+++ TEXT SHOWN +++

Search code examples
pythonpandasdecision-treesklearn-pandas

Extracting rules to predict child nodes or probability scores in a Decision Tree


I am relatively new to Python implementation of Decision Tree. I am trying to extract rules to predict only child nodes and I need it to be able to predict probability scores (not just final classification) for new data and possibly transfer the algorithm to the other users. Is there an easy way to do it? I found some solutions at (How to extract the decision rules from scikit-learn decision-tree?). However, when I test them, I am not obtaining all of my child nodes for some reason (My tree is very large and deep). Any advice is appreciated. Thank you.

I have updated the first code in the link above to produce nodes and it seems to work best with the large trees. However, I am having hard time make it work with pd Dataframes. Here is example: import pandas as pd import numpy as np from sklearn.tree import DecisionTreeClassifier

dummy data:

df = pd.DataFrame({'col1':[0,1,2,3],'col2':[3,4,5,6],'dv':[0,1,0,1]})

+++

Set down everything in the decision tree question from "Extracting rules to" down to "appreciated. Thank you.", keeping the wording unchanged.

+++ GIVEN INFORMATION +++

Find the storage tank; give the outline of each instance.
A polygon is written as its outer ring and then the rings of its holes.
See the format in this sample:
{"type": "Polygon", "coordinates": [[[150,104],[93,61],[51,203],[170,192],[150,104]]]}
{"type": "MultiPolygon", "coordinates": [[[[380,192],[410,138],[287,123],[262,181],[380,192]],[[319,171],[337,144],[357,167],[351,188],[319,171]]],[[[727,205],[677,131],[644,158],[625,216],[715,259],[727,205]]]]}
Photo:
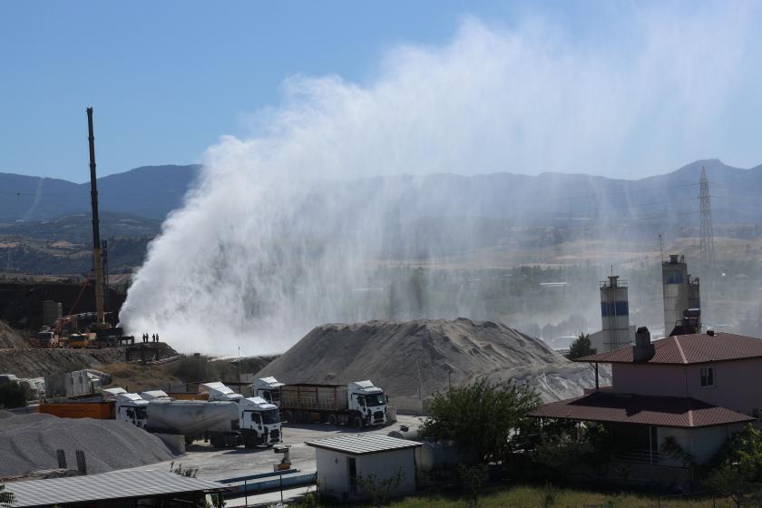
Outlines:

+++
+++ GIVEN INFORMATION +++

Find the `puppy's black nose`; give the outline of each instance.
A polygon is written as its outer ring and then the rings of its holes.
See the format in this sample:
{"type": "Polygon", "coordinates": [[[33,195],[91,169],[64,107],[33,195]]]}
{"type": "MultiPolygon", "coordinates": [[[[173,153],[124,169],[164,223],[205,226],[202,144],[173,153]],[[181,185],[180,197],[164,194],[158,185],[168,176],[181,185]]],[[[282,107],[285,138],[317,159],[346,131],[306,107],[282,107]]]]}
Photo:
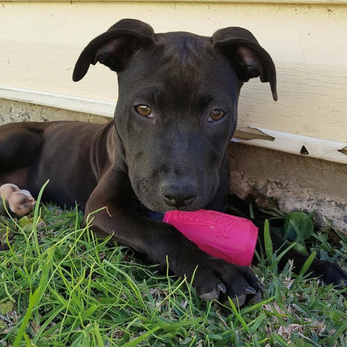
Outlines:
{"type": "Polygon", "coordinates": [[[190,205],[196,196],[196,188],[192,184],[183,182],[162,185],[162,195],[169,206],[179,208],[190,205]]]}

+++
+++ GIVEN INFORMATION +++

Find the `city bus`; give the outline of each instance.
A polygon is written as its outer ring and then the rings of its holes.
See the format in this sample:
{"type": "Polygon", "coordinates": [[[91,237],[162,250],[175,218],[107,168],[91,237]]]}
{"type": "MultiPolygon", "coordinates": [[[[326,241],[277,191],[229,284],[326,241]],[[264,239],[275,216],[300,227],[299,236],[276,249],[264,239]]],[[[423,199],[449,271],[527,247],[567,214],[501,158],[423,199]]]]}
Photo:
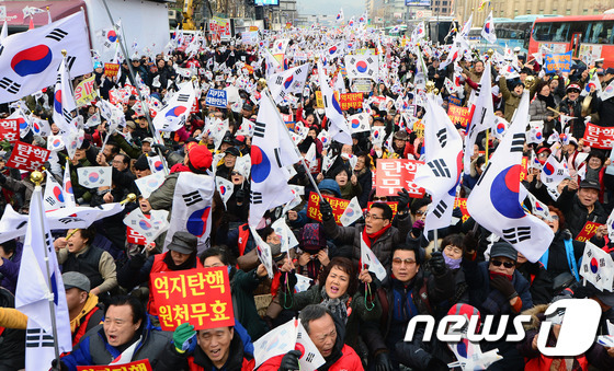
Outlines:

+++

* _FULL RESPONSE_:
Extracting rules to predict child nodes or probability scores in a Decision Tree


I am relatively new to Python implementation of Decision Tree. I am trying to extract rules to predict only child nodes and I need it to be able to predict probability scores (not just final classification) for new data and possibly transfer the algorithm to the other users. Is there an easy way to do it? I found some solutions at (How to extract the decision rules from scikit-learn decision-tree?). However, when I test them, I am not obtaining all of my child nodes for some reason (My tree is very large and deep). Any advice is appreciated. Thank you.